• Extract
___

Steven Maresca 05:14
You’ve convinced me. Let’s try for that one. I think we have to roll the dice now. What do you think Suzanne?
Suzanne Pare 05:20
I would go with the threat hunting.
Steven Maresca 05:22
Oh, we rolled a nine out of one to 20. So we’ve failed. That means our attempt to do threat hunting did not succeed.
Matt Fusaro 05:22
Let’s do it.
Jason Pufahl 05:36
Actually, you chose threat hunting, which got a plus three multiplier. So you in fact, got a 12. So you had success because you had good documented procedures and you’re really adept at that sort of that technical capability.
Matt Fusaro 05:52
See, we’re awesome.
Steven Maresca 05:53
Wow. Good for us. Success.
Jason Pufahl 05:55
Good for you for writing things down. Alright, so I’m gonna reveal a card then, and let’s see what we’ve learned.
Matt Fusaro 06:03
Alright, this is the initial compromise.
Jason Pufahl 06:07
So the initial, somebody brought their own device. So because it’s higher ed, and we’re and it’s an incredibly permissive environment, we won’t blame it on faculty, right? It could be anybody, but somebody came in with their own exploited device, it appears. They’re suggesting that maybe you turn to the Firewall or Network Threat Hunting, which I think actually gave you the clarity you needed to find this initially. So now you know that somebody brought an exploited device in.
Steven Maresca 06:36
So that can mean a lot of different things as the next step, I suppose. What do we do next? If it’s an exploited device, I want to know what it touched. So I think returning perhaps to what Matt suggested before; Log Analysis?
Matt Fusaro 06:52
Yeah, I think so we can do that. Or we can look at the endpoint itself, right.
Steven Maresca 06:58
I suppose we know what it is by now, yeah.
Suzanne Pare 07:01
What about the User and Entity Behavior and Analytics? Should we not be considering that?
Matt Fusaro 07:09
Yeah, we probably want to look at that too. Because we wanna know what users were there, right, just because we, because we have just the device right?
Steven Maresca 07:18
I think so.
Matt Fusaro 07:19
We don’t know who was using it. We assume it was just that person.
Steven Maresca 07:22
I agree. May not be, we might as well find out.
Jason Pufahl 07:29
What do you guys decide, which one is it?
Matt Fusaro 07:32
I mean, so far our established procedures have worked well, let’s go with it, UEBA.
Jason Pufahl 07:38
UEBA, alright, let’s do a roll, see what we end up with. You guys are crack analysts.
Steven Maresca 07:48
We rolled a 15, which is extremely successful. So what does that mean we’ve gained?
Jason Pufahl 07:53
So you know, because you guys are doing so well, do you want to display your pivot and escalate your C2 or your persistence guard?
Steven Maresca 08:04
I think pivot and escalate makes sense to me.
Jason Pufahl 08:06
Just go in order.

___

• What is asked
(a) Transcribe the passage of the incident response transcript between "Jason Pufahl 05:36" and "what we’ve learned.", inclusive.
(b) Pick up the incident response transcript after its last line and continue it.

___

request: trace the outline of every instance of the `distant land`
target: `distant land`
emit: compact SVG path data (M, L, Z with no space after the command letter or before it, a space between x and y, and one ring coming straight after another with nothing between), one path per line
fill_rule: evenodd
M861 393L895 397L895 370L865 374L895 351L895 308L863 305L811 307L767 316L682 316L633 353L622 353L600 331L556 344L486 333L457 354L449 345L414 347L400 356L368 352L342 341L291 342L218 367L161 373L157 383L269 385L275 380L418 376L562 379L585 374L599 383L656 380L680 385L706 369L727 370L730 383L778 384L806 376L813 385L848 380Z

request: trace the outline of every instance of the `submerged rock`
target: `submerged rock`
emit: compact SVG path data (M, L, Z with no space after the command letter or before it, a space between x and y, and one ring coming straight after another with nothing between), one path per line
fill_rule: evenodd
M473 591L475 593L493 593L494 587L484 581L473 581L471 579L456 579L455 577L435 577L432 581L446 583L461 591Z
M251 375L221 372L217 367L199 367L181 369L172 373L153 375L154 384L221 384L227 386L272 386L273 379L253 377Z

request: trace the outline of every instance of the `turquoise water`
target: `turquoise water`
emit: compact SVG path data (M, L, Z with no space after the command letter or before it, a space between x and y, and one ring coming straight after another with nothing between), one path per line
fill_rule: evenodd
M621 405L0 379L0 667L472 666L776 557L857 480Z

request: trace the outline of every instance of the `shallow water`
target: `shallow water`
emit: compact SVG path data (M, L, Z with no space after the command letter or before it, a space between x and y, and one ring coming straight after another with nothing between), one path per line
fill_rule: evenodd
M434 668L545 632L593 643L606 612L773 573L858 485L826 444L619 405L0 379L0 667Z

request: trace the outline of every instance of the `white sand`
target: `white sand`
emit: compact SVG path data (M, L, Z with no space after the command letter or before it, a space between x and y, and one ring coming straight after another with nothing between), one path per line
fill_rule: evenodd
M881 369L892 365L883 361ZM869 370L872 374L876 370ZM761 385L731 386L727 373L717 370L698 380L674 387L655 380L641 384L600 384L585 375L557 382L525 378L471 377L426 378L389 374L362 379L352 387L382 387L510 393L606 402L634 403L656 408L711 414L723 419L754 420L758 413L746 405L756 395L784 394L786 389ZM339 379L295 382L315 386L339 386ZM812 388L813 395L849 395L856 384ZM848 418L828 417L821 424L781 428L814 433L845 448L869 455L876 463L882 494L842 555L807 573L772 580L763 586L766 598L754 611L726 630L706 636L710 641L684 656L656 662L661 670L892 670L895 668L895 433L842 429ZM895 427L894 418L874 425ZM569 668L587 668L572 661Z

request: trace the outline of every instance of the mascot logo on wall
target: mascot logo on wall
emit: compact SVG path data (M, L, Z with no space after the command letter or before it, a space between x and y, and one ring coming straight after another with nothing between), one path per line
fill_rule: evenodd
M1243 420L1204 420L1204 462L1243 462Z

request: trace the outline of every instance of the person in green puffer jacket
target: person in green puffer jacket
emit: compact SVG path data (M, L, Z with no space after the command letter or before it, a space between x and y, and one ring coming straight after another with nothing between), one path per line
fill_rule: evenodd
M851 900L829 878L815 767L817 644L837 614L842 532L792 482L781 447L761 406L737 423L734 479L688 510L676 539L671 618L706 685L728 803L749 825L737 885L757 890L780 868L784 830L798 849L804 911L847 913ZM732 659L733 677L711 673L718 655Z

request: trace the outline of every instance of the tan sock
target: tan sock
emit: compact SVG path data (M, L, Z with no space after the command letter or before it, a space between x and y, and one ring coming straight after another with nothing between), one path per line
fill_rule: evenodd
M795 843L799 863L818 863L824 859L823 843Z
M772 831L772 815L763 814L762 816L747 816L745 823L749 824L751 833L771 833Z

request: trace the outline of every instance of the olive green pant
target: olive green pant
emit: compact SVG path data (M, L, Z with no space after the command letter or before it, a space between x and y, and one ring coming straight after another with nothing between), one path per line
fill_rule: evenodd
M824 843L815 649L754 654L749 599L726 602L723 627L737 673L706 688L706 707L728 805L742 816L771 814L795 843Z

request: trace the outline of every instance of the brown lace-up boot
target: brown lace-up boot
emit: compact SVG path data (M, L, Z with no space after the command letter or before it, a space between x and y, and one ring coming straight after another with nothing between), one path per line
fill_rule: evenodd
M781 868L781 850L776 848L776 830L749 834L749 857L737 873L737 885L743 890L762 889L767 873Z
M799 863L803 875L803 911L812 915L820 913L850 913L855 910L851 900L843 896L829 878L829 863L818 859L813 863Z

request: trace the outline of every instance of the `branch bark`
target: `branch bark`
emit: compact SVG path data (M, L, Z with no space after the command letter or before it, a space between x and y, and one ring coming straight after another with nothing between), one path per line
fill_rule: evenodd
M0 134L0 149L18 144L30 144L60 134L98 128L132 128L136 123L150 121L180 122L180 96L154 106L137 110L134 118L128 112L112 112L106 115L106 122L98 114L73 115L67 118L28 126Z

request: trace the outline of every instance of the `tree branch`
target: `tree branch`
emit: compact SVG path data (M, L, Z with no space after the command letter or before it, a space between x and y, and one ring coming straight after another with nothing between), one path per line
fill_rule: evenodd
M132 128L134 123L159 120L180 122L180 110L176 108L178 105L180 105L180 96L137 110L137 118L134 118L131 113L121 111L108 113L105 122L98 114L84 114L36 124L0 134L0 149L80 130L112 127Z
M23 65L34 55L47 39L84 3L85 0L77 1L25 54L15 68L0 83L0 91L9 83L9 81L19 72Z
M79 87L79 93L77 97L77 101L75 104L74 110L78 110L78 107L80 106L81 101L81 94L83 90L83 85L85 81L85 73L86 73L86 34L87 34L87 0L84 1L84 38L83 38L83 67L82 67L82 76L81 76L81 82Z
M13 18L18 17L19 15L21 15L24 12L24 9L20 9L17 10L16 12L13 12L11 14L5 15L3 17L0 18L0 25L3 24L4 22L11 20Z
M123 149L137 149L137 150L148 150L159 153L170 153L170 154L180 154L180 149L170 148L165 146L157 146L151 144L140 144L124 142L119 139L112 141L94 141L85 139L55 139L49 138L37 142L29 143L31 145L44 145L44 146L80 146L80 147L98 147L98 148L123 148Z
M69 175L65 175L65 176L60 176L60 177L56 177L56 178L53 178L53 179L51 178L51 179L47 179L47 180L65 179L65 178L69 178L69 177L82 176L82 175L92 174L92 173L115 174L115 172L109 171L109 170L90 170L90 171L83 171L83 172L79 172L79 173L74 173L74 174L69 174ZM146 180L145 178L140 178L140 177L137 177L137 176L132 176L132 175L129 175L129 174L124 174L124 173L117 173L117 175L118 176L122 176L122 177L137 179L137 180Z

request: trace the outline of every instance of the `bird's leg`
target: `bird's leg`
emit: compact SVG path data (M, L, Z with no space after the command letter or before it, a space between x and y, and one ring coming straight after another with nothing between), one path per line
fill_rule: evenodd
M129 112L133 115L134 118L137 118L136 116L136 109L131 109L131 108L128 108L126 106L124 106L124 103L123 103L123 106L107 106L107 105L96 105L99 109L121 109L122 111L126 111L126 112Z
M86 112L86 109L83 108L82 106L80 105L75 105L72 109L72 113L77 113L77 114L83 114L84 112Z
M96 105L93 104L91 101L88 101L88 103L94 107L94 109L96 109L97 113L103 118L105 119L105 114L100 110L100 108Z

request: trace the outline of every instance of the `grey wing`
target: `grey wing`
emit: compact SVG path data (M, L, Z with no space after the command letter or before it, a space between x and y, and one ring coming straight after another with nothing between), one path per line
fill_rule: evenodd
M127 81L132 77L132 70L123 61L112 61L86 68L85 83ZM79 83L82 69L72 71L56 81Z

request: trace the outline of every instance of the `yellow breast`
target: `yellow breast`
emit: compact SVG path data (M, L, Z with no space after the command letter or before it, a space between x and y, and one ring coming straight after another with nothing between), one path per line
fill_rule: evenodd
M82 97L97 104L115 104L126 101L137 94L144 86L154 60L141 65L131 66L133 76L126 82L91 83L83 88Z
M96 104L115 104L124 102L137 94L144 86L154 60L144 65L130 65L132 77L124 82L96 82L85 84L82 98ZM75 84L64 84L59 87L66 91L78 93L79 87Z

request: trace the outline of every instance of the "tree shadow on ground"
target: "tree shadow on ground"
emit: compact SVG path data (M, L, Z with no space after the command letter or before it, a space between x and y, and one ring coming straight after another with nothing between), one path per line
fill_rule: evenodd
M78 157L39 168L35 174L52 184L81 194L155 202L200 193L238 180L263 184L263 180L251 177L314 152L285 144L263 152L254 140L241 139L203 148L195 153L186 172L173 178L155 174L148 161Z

___

• Expected answers
(a)
Jason Pufahl 05:36
Actually, you chose threat hunting, which got a plus three multiplier. So you in fact, got a 12. So you had success because you had good documented procedures and you’re really adept at that sort of that technical capability.
Matt Fusaro 05:52
See, we’re awesome.
Steven Maresca 05:53
Wow. Good for us. Success.
Jason Pufahl 05:55
Good for you for writing things down. Alright, so I’m gonna reveal a card then, and let’s see what we’ve learned.

(b)
Steven Maresca 08:12
These attackers are wily, so they’ve revealed connected identities and access rules in Active Directory. So they know what their compromised user and device can access and what data might be reachable by this point.
Suzanne Pare 08:27
Just unplug everything right now.
Matt Fusaro 08:33
Yeah, unfortunately, we walk into a lot of that.
Steven Maresca 08:35
We do have that as an option. But I’m not sure that it’s, I think the horse is out of the barn from the perspective of isolation.
Matt Fusaro 08:44
Yeah, they’ve probably compromised another account at this point.
Steven Maresca 08:47
So perhaps SIEM is our next step?
Matt Fusaro 09:00
Yeah. I mean, we’re gonna have to look around and see where those users might have been and what data was touched.
Jason Pufahl 09:07
You guys are, you know, unfortunately, taking just too much time to make your decisions. So we’re going to inject a new scenario.
Matt Fusaro 09:17
Oh, we get more capability.
Jason Pufahl 09:20
By delaying, you actually improved your chances of winning. I’m doing a new injector, I don’t really care for this one. Oh, no. You got data that’s been uploaded to Pastebin. So now you have I think you have clearly, you’re starting to clearly see that there is data exfiltration happening, I think now, as a result of that, of course, executives at the institution are getting more concerned because they don’t know if there’s going to be data breach costs in the future. They have no idea what the data is. You might have possibly had some good logging. So maybe you can resolve that.
Steven Maresca 09:52
And the additional little twist is that the external entities are now notifying the organization and the media.
Matt Fusaro 10:01
Time for Crisis Management.
Steven Maresca 10:03
I think so. Yeah, Crisis Management is a reasonable thing to invoke at this point. We do have that as an other alternative procedure, so we might as well give it a shot. One could argue that it’s perhaps a little late, but I think it’s time.
Jason Pufahl 10:17
Alright, well, let’s see if your luck holds.
Matt Fusaro 10:22
Oh, Crisis Management failed.
Jason Pufahl 10:26
So what does that mean? Does that mean just nobody knows actually what to do from here, then? Executive leadership has not gone through a tabletop of any sort.
Suzanne Pare 10:36
Have we done the Firewall log review? Have we done that? I mean,
Matt Fusaro 10:42
We have not done that yet. Although I would hope, I would hope that our firewall is sending information into our SIEM. So that would be ideal.
Steven Maresca 10:51
It’s time to play the SIEM card, I think. Let’s roll again. Oh, fail.
Jason Pufahl 11:03
Even with the multiplier.
Matt Fusaro 11:05
Yeah, we’re in a bad spot.
Jason Pufahl 11:07
You had a good run at the beginning. But now you’re really struggling.
Matt Fusaro 11:09
You had no Crisis Management, our logs are no good.
Jason Pufahl 11:15
So maybe taking a step back, that’s reality for a lot of these incidents, for sure. You roll in it with no data. And you’re trying to guess, and people aren’t sure how to react across the organization.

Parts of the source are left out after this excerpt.